[WRITTEN EXERCISE] Set out every line of the rows below as a Markdown table with the columns Number and Line. Leave out blank lines.

Contour labeling rows:
* begin *
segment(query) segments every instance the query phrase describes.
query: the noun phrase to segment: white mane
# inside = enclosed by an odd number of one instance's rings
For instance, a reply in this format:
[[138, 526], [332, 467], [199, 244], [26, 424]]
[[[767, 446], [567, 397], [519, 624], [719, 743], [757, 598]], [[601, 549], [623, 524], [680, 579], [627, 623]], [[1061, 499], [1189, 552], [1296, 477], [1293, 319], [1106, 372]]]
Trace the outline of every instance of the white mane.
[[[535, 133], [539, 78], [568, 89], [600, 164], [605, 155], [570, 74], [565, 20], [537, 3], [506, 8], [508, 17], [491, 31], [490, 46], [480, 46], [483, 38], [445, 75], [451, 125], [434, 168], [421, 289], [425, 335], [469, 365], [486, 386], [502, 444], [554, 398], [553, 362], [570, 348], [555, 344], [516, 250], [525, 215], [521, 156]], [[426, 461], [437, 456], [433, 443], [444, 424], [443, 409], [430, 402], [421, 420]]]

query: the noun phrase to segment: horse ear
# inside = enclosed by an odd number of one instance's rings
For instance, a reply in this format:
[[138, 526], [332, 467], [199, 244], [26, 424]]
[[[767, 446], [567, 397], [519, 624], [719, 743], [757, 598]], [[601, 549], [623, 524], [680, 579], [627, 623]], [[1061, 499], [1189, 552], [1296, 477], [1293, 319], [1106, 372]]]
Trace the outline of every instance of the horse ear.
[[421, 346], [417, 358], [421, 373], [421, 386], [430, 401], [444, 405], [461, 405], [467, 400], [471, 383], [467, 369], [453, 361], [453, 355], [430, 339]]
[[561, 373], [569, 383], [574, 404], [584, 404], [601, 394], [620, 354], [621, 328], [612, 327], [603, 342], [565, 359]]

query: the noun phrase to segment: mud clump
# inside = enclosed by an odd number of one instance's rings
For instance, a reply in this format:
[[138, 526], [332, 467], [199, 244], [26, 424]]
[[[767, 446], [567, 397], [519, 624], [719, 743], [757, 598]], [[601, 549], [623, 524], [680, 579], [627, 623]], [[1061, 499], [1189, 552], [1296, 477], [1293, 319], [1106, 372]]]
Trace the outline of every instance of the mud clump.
* end *
[ANSWER]
| Number | Line |
|---|---|
| 1 | segment(query) segments every instance the query phrase describes. |
| 2 | query: the noun phrase to segment: white mane |
| 3 | # inside = enclosed by an odd number of one instance's rings |
| 4 | For instance, a reply in this format: |
| 5 | [[138, 526], [332, 467], [199, 244], [26, 424]] |
| 6 | [[[767, 446], [567, 397], [519, 624], [719, 743], [757, 598]], [[601, 549], [623, 524], [680, 579], [627, 623]], [[1061, 499], [1189, 552], [1296, 477], [1293, 319], [1106, 372]]] |
| 7 | Trace the outline of every instance of the white mane. |
| 8 | [[[535, 133], [539, 78], [568, 89], [600, 164], [605, 155], [570, 74], [565, 20], [537, 3], [506, 8], [508, 17], [491, 31], [490, 46], [480, 46], [483, 38], [445, 75], [451, 125], [434, 168], [421, 289], [425, 335], [469, 365], [486, 386], [502, 444], [554, 398], [553, 362], [570, 348], [555, 344], [516, 250], [525, 215], [521, 156]], [[426, 461], [437, 456], [433, 443], [444, 424], [443, 409], [430, 402], [421, 420]]] |
| 9 | query: the noun phrase to segment: horse ear |
| 10 | # inside = enclosed by an odd number of one instance's rings |
| 11 | For instance, a reply in this format: |
| 12 | [[138, 526], [332, 467], [199, 244], [26, 424]] |
| 13 | [[[767, 446], [567, 397], [519, 624], [719, 743], [757, 598]], [[601, 549], [623, 524], [680, 579], [627, 623]], [[1061, 499], [1189, 552], [1296, 477], [1293, 319], [1106, 372]]] |
| 14 | Trace the outline of every instance of the horse ear. |
| 15 | [[421, 346], [417, 358], [421, 373], [421, 386], [430, 401], [444, 405], [461, 405], [467, 400], [471, 383], [467, 369], [453, 361], [453, 355], [430, 339]] |
| 16 | [[561, 373], [569, 383], [574, 404], [584, 404], [601, 394], [620, 354], [621, 328], [612, 327], [603, 342], [565, 359]] |
| 17 | query: the noun phrase to segment: mud clump |
| 18 | # inside = enclosed by an odd number of one instance's rings |
| 19 | For instance, a reply in this format: |
| 20 | [[138, 526], [332, 467], [199, 244], [26, 424]] |
| 21 | [[[767, 446], [567, 397], [519, 624], [719, 743], [757, 598]], [[601, 549], [623, 524], [680, 579], [627, 623]], [[1061, 499], [1189, 552], [1296, 477], [1293, 319], [1106, 372]]] |
| 22 | Trace the outline of every instance of the mud clump. |